━━━ EXERCISE INPUTS

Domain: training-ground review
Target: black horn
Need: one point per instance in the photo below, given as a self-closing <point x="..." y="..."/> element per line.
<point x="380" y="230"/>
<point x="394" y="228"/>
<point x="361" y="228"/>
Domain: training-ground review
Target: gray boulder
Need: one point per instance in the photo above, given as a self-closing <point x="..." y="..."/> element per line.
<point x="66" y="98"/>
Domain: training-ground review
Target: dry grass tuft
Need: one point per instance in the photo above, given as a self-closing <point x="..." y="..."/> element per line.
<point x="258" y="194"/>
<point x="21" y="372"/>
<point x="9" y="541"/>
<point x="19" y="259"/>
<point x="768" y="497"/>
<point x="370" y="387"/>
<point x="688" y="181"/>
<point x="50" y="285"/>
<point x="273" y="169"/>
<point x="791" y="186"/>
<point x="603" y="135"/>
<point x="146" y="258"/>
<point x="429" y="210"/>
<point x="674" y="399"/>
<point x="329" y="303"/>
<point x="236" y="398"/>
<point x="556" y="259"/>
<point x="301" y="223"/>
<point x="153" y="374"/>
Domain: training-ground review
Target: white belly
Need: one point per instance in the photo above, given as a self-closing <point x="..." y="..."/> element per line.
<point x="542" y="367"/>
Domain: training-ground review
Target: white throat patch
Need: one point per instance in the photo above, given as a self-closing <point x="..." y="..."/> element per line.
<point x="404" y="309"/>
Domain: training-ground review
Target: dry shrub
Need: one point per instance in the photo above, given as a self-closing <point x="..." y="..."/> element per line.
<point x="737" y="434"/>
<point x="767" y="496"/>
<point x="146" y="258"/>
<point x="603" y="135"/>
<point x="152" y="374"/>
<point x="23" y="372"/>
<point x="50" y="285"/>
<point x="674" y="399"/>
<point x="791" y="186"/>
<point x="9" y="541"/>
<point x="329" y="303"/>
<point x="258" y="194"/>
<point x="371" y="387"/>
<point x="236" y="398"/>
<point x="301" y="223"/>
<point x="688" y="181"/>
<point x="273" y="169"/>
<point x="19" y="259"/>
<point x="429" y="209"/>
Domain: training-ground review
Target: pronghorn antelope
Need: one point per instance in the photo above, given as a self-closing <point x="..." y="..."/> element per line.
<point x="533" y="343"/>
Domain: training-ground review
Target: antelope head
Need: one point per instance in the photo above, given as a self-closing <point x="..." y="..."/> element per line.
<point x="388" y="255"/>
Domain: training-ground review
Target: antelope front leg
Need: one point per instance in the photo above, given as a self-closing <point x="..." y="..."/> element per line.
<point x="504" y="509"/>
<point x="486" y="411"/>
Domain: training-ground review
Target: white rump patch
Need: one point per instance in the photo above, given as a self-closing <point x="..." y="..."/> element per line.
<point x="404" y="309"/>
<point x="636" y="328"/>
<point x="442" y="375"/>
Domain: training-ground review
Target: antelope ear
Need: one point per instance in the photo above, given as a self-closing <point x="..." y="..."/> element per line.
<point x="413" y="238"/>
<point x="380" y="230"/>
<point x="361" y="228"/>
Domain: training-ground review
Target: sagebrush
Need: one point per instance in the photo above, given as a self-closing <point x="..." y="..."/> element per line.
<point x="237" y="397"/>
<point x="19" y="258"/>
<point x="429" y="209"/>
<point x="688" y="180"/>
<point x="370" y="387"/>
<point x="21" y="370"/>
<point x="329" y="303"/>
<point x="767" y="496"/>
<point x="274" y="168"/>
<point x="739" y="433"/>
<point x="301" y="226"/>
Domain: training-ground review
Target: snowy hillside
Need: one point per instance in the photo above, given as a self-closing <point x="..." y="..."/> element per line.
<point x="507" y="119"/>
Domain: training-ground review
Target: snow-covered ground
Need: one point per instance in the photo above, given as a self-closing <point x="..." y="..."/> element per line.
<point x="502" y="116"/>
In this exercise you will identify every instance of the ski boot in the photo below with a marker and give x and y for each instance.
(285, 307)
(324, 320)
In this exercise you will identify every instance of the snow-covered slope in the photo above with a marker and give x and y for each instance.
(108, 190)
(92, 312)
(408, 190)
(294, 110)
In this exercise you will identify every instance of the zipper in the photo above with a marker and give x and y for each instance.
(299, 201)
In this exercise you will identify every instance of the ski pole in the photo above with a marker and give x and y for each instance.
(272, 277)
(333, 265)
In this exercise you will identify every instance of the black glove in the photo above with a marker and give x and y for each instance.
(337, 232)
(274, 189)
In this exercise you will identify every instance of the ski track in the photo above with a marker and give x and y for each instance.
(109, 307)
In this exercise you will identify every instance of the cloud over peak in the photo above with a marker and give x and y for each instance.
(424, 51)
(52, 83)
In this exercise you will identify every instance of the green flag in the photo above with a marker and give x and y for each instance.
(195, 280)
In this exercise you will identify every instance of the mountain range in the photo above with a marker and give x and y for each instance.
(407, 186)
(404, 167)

━━━━━━

CHALLENGE:
Echo every line of the records above without any change.

CORRECT OUTPUT:
Domain: training-ground review
Target: black horn
Need: one point per instance in the photo below, given as a self-closing <point x="..." y="..."/> element per line.
<point x="380" y="230"/>
<point x="394" y="228"/>
<point x="361" y="228"/>
Domain: training-ground review
Target: gray boulder
Need: one point per instance in the photo above, given as a self-closing <point x="..." y="..."/> element per line.
<point x="66" y="98"/>
Domain: training-ground review
Target: dry grass tuft
Need: one point per instance in the photo above, given as a self-closing <point x="..." y="..."/> element per line.
<point x="258" y="194"/>
<point x="21" y="372"/>
<point x="9" y="541"/>
<point x="19" y="259"/>
<point x="768" y="497"/>
<point x="370" y="387"/>
<point x="688" y="181"/>
<point x="50" y="285"/>
<point x="273" y="169"/>
<point x="791" y="186"/>
<point x="603" y="135"/>
<point x="146" y="258"/>
<point x="429" y="210"/>
<point x="674" y="399"/>
<point x="329" y="303"/>
<point x="236" y="398"/>
<point x="556" y="259"/>
<point x="301" y="223"/>
<point x="153" y="374"/>
Domain: training-ground review
Target: white belly
Need: one point per instance in the photo above, given as a self-closing <point x="..." y="..."/> element per line.
<point x="542" y="367"/>
Domain: training-ground review
Target: white throat patch
Need: one point per instance in the photo above, given as a self-closing <point x="..." y="..."/> element per line.
<point x="404" y="309"/>
Domain: training-ground review
Target: dry shrub
Need: one point per instance in the photo above, given as a self-closing <point x="..." y="..."/> element per line.
<point x="737" y="434"/>
<point x="767" y="496"/>
<point x="146" y="258"/>
<point x="603" y="135"/>
<point x="152" y="374"/>
<point x="23" y="372"/>
<point x="50" y="285"/>
<point x="674" y="399"/>
<point x="791" y="186"/>
<point x="9" y="541"/>
<point x="329" y="303"/>
<point x="258" y="194"/>
<point x="371" y="387"/>
<point x="236" y="398"/>
<point x="301" y="223"/>
<point x="688" y="181"/>
<point x="273" y="169"/>
<point x="19" y="259"/>
<point x="429" y="209"/>
Domain: training-ground review
Target: pronghorn antelope
Need: one point per instance in the photo above, given as a self-closing <point x="..." y="..."/> element per line.
<point x="533" y="343"/>
Domain: training-ground review
Target: antelope head
Need: one point per instance in the photo above, given as a self-closing <point x="..." y="..."/> element per line.
<point x="388" y="255"/>
Domain: training-ground review
Target: antelope front leg
Need: one point per instance in the photo above, given as a self-closing <point x="..." y="..."/> element per line.
<point x="504" y="509"/>
<point x="486" y="411"/>
Domain: training-ground review
Target: white rump patch
Need: one point per instance in the photo above, given as a self-closing <point x="..." y="..."/> element per line.
<point x="404" y="309"/>
<point x="636" y="328"/>
<point x="442" y="375"/>
Domain: training-ground review
Target: antelope ear
Need: one point per instance in the photo above, given as a self-closing <point x="..." y="..."/> element per line.
<point x="413" y="238"/>
<point x="380" y="230"/>
<point x="361" y="228"/>
Domain: training-ground review
Target: sagebrush
Need: one point per instance in the photo above, given as a self-closing <point x="..." y="..."/> element per line.
<point x="237" y="397"/>
<point x="19" y="258"/>
<point x="429" y="209"/>
<point x="688" y="180"/>
<point x="370" y="387"/>
<point x="21" y="370"/>
<point x="329" y="303"/>
<point x="767" y="496"/>
<point x="274" y="168"/>
<point x="739" y="433"/>
<point x="301" y="226"/>
Domain: training-ground review
Target: snowy hillside
Need: one point per instance in the photo above, given as a self-closing <point x="..." y="..."/> element per line.
<point x="507" y="119"/>
Domain: training-ground review
Target: snow-covered ground
Need: one point per instance in the photo above, given as a self-closing <point x="..." y="..."/> element per line.
<point x="502" y="116"/>
In this exercise you will identify every instance of the ski boot in the photo below with a marker and give x and y for each instance.
(285, 307)
(324, 320)
In this exercise you will identify every instance of the snow-covered slope in the photo above with a marker and give x and y for each instance.
(108, 190)
(92, 312)
(408, 190)
(294, 110)
In this exercise you will identify every instance of the zipper in the photo above with a marker and give x and y for each instance.
(299, 201)
In this exercise you will identify every instance of the ski pole in the photo above with a marker and give x and y for each instance.
(272, 277)
(333, 265)
In this exercise you will identify every instance of the black glove in the photo above with a marker and give x and y for each instance.
(337, 232)
(274, 189)
In this exercise you will identify every instance of the ski track in the photo above with a marker and give x and y for each instance.
(109, 307)
In this exercise you will identify every instance of the cloud over peak in the photo above with a marker and give x and y for each instance.
(424, 51)
(52, 83)
In this exercise you will identify every instance of the green flag in the photo above with a marker and give x and y for each instance.
(195, 280)
In this exercise you will identify every instance of the mountain range in the photo above with a marker and give x and y for each instance.
(407, 186)
(404, 167)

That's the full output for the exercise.